Record extracts
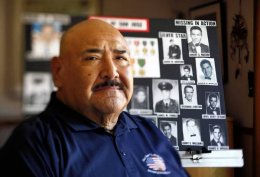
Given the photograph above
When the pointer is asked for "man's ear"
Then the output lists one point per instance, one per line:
(56, 69)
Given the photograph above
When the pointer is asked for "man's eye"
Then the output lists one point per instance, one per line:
(121, 58)
(89, 58)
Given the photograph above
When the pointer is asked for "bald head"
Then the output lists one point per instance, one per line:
(78, 34)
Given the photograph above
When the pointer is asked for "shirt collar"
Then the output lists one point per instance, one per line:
(78, 122)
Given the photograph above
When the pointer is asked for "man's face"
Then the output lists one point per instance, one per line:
(140, 96)
(166, 94)
(191, 127)
(95, 76)
(172, 42)
(207, 70)
(167, 131)
(213, 102)
(186, 72)
(216, 134)
(189, 93)
(196, 36)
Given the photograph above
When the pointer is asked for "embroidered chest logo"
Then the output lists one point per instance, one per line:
(155, 164)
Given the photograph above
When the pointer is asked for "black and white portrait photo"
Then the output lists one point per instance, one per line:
(186, 72)
(213, 103)
(198, 44)
(140, 99)
(166, 96)
(172, 50)
(169, 129)
(189, 94)
(191, 130)
(217, 135)
(36, 91)
(206, 72)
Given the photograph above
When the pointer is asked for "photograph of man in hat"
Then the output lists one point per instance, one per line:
(166, 104)
(140, 97)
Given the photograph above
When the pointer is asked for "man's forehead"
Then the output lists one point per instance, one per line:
(93, 34)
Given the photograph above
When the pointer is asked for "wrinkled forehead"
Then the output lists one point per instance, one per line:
(92, 33)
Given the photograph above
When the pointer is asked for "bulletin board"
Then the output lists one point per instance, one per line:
(169, 69)
(177, 83)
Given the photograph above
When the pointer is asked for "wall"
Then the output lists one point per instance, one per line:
(238, 104)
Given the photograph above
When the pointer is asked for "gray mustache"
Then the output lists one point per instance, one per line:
(110, 83)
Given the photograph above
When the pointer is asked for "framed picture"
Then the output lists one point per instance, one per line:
(214, 11)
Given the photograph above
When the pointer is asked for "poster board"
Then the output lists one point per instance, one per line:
(177, 85)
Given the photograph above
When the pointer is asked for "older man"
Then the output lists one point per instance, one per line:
(83, 131)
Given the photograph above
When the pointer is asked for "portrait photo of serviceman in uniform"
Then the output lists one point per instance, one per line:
(196, 47)
(166, 104)
(191, 130)
(206, 73)
(186, 72)
(217, 136)
(174, 50)
(213, 103)
(84, 132)
(189, 94)
(140, 98)
(168, 127)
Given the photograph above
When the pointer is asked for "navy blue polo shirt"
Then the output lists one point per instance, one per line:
(62, 143)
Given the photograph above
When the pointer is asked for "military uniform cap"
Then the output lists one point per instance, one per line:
(165, 86)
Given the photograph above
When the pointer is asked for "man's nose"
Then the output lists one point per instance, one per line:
(109, 68)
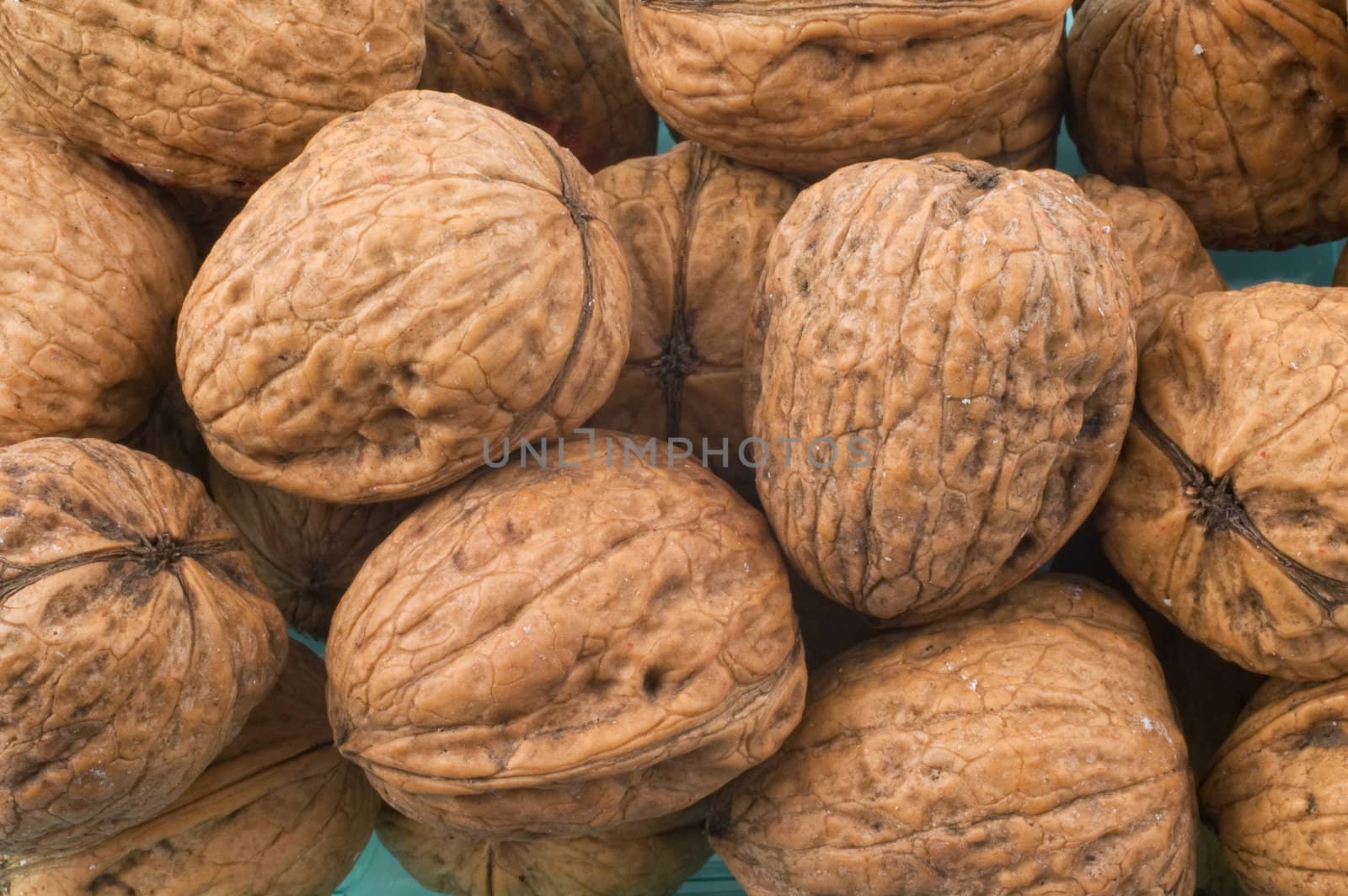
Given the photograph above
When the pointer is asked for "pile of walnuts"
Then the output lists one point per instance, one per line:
(635, 505)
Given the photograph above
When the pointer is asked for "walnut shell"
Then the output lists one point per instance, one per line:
(170, 435)
(1165, 248)
(642, 859)
(305, 552)
(280, 812)
(91, 283)
(212, 99)
(694, 228)
(1024, 747)
(134, 640)
(559, 65)
(1227, 509)
(1233, 108)
(559, 650)
(961, 334)
(806, 89)
(1276, 795)
(428, 282)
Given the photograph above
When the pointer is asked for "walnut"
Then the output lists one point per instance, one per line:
(694, 229)
(559, 65)
(280, 812)
(806, 89)
(1235, 109)
(92, 280)
(426, 283)
(1170, 259)
(557, 647)
(212, 99)
(170, 435)
(640, 859)
(1276, 794)
(1226, 511)
(1024, 747)
(940, 370)
(305, 552)
(134, 640)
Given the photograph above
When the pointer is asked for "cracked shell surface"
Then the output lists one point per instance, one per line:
(559, 65)
(212, 98)
(1024, 747)
(561, 650)
(963, 333)
(134, 640)
(640, 859)
(1276, 795)
(805, 88)
(1166, 251)
(305, 552)
(91, 283)
(694, 228)
(429, 278)
(1238, 109)
(280, 812)
(1227, 511)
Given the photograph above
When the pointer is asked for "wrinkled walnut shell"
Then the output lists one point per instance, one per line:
(92, 274)
(694, 228)
(1170, 260)
(1276, 795)
(134, 640)
(428, 280)
(1233, 108)
(806, 89)
(561, 650)
(640, 859)
(305, 552)
(208, 98)
(1024, 747)
(559, 65)
(280, 812)
(968, 328)
(1226, 512)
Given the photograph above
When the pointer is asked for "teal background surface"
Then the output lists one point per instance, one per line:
(377, 873)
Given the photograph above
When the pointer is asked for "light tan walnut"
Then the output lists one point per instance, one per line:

Work order
Please retype all the entries word for word, omitting the pictures.

Completed task
Given the photograph above
When the pointer is asked for "man's ear"
Then the output lists one point per instance, one per line:
(56, 69)
Given the photograph above
When the pointer is asked for "man's eye"
Then the output lists one point per instance, one per line:
(121, 58)
(89, 58)
Given the photograph above
When the pointer is asked for "bald head"
Then the output lists one point per instance, one per line:
(78, 34)
Given the photograph above
When the pointer is asked for "shirt collar"
Then the output lists one point per instance, one per line:
(78, 122)
Given the photograph above
When the pointer is asked for "man's face"
Then the output lists one point per instance, one per line:
(140, 96)
(166, 94)
(191, 127)
(95, 76)
(172, 42)
(207, 70)
(167, 131)
(213, 102)
(186, 72)
(216, 134)
(189, 93)
(196, 36)
Given the photograph above
When the pointer is asked for "embroidered chest logo"
Then the output lists one point per instance, one per line:
(155, 164)
Given the photograph above
When the pointer is asked for "black and white portrait photo"
Then the output lists one point per instance, one per line:
(186, 72)
(213, 103)
(198, 44)
(140, 99)
(166, 96)
(172, 50)
(169, 129)
(189, 94)
(191, 130)
(217, 135)
(36, 91)
(206, 72)
Given the photograph above
When the pointer is asked for "photograph of man in hat"
Then the output lists one point per instance, one per line:
(166, 104)
(140, 97)
Given the photograph above
When the pointer is asked for "man's forehead"
Then the output lists one point per instance, one per line:
(93, 34)
Given the photograph above
When the pointer is asked for "wrinkled forehead"
Then the output lists one point per instance, one per line:
(92, 33)
Given the photograph above
When the pointer is asked for "bulletin board"
Then the output lists one point per instance, one per line:
(169, 69)
(177, 83)
Given the photograph above
When the pointer is asked for "wall"
Then the output lists one point per instance, one per line:
(238, 104)
Given the photograph above
When the pointer is asked for "gray mustache"
Then the output lists one point per instance, one per line:
(110, 83)
Given the photograph above
When the pointer is asked for "framed picture"
Then the output lists one point per instance, one per line:
(214, 11)
Given the photograph above
When the pointer is asked for "poster board"
Then the output lists one point per instance, one per line:
(177, 85)
Given the photograph above
When the pointer is asked for "older man"
Then the output lists one point per instance, one per line:
(83, 131)
Given the photograph above
When the pointer is asked for "portrait photo of serviceman in uniform"
Then the output lists one point per instance, one per line:
(196, 47)
(166, 104)
(191, 130)
(206, 73)
(186, 72)
(217, 136)
(174, 50)
(213, 103)
(84, 132)
(189, 94)
(140, 98)
(168, 127)
Given the photograph above
When the pointer is asked for "navy blue polo shirt"
Then the output lists one point per instance, one per line:
(62, 143)
Given the photograph above
When the pointer is asked for "military uniform cap"
Then the output lists one point per instance, one per line:
(165, 86)
Given the photograph above
When the pointer is asked for "man's nose"
Then the output lists one point per instance, one per line:
(109, 68)
Given the photograph above
When the pointer is asked for "pile of walnuts"
Then the output lists one point per instance, one per line:
(635, 505)
Given the photograph above
When the pointer is asked for "walnut shell"
Then the output lists one point per instance, one per line:
(170, 435)
(1165, 248)
(642, 859)
(305, 552)
(280, 812)
(91, 283)
(212, 99)
(694, 228)
(1024, 747)
(134, 640)
(559, 65)
(1227, 509)
(1233, 108)
(559, 650)
(961, 334)
(806, 89)
(1276, 795)
(428, 282)
Given the photograph above
When the pointer is asked for "walnut"
Then the output lists one point per instance, one per line:
(694, 229)
(559, 65)
(280, 812)
(806, 89)
(1235, 109)
(92, 280)
(426, 283)
(1170, 259)
(557, 647)
(212, 99)
(170, 435)
(640, 859)
(1276, 794)
(1226, 511)
(1024, 747)
(940, 370)
(305, 552)
(134, 640)
Given the photograph above
When the pointer is asked for "cracked shell surface"
Then the output lists one point per instance, one per line:
(559, 65)
(212, 98)
(1024, 747)
(561, 650)
(963, 333)
(134, 640)
(640, 859)
(1276, 795)
(805, 88)
(1166, 251)
(305, 552)
(91, 283)
(694, 228)
(429, 278)
(1238, 109)
(280, 812)
(1227, 511)
Given the photograph above
When the pointer is asked for "wrinkled walnut shell"
Then the output lists one point per instance, one per line:
(92, 274)
(694, 228)
(1170, 260)
(1276, 795)
(134, 640)
(428, 280)
(1233, 108)
(806, 89)
(561, 650)
(640, 859)
(305, 552)
(208, 98)
(1024, 747)
(559, 65)
(280, 812)
(968, 328)
(1226, 512)
Given the photograph above
When the pointer is asked for "teal background surface"
Then the output lists one point per instance, one per line:
(377, 873)
Given the photograph above
When the pointer is asked for "light tan walnut"
Then the output lists one point per instance, one per line:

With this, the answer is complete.